Stated goal:
Express as a JSON list of strings, one string per line, everything in the entries below from the line containing "locate rocky bank" down to the end, both ends included and blank lines omitted.

━━━━

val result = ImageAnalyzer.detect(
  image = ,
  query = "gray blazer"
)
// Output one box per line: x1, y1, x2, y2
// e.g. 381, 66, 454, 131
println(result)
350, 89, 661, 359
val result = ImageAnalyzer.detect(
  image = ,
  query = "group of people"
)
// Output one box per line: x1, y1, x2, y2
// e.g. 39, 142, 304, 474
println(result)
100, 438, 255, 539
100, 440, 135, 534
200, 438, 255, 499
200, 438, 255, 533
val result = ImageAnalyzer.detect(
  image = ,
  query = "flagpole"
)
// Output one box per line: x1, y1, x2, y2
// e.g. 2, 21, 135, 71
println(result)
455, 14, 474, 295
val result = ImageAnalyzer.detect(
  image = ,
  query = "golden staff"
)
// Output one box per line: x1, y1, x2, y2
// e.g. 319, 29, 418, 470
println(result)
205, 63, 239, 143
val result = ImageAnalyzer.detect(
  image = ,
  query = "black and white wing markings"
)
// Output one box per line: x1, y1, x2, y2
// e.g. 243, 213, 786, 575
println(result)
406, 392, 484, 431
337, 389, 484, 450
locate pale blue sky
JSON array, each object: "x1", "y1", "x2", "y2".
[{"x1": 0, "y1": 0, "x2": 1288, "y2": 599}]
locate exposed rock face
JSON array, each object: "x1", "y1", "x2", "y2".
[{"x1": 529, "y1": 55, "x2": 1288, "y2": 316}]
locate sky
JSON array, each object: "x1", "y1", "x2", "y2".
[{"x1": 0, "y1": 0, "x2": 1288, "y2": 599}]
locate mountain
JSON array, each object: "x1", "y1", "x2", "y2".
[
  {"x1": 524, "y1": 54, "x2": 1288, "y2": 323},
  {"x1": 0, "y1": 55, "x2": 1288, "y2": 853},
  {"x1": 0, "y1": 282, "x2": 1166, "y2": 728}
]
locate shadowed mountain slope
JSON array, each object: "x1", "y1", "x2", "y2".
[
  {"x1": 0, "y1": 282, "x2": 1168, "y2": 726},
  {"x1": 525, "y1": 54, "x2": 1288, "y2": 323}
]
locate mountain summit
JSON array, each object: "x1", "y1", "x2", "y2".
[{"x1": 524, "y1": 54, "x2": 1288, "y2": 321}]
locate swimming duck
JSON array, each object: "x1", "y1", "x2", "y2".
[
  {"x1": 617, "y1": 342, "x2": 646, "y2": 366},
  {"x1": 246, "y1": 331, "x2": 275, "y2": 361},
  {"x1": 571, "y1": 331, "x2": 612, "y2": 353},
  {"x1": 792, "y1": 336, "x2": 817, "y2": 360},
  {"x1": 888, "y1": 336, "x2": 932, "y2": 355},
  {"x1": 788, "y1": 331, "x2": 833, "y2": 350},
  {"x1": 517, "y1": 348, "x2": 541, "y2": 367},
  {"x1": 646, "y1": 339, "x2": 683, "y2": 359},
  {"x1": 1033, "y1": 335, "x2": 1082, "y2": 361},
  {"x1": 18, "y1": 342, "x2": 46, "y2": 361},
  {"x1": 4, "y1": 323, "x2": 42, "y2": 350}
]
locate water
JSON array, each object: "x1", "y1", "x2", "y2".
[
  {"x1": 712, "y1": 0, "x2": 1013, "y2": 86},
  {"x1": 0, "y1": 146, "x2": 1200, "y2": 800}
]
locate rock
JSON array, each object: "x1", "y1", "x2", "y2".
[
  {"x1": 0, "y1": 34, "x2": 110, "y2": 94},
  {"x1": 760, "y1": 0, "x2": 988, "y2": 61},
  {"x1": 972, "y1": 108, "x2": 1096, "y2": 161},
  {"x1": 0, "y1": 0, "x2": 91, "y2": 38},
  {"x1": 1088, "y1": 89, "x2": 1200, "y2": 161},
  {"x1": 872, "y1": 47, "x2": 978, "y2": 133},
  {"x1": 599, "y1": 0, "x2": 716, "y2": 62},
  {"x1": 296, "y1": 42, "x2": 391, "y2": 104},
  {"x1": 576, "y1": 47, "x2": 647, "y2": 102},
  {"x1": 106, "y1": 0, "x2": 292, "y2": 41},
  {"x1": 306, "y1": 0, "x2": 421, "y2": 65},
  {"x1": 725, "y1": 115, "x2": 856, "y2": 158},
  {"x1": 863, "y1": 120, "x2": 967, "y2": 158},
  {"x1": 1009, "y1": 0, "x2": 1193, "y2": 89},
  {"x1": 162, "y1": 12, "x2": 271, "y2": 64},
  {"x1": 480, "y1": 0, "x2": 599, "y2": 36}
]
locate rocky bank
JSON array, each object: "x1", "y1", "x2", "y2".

━━━━

Exercise result:
[
  "locate rocky bank",
  "JSON array, each object: \"x1\", \"y1\", \"x2\", \"y2\"."
]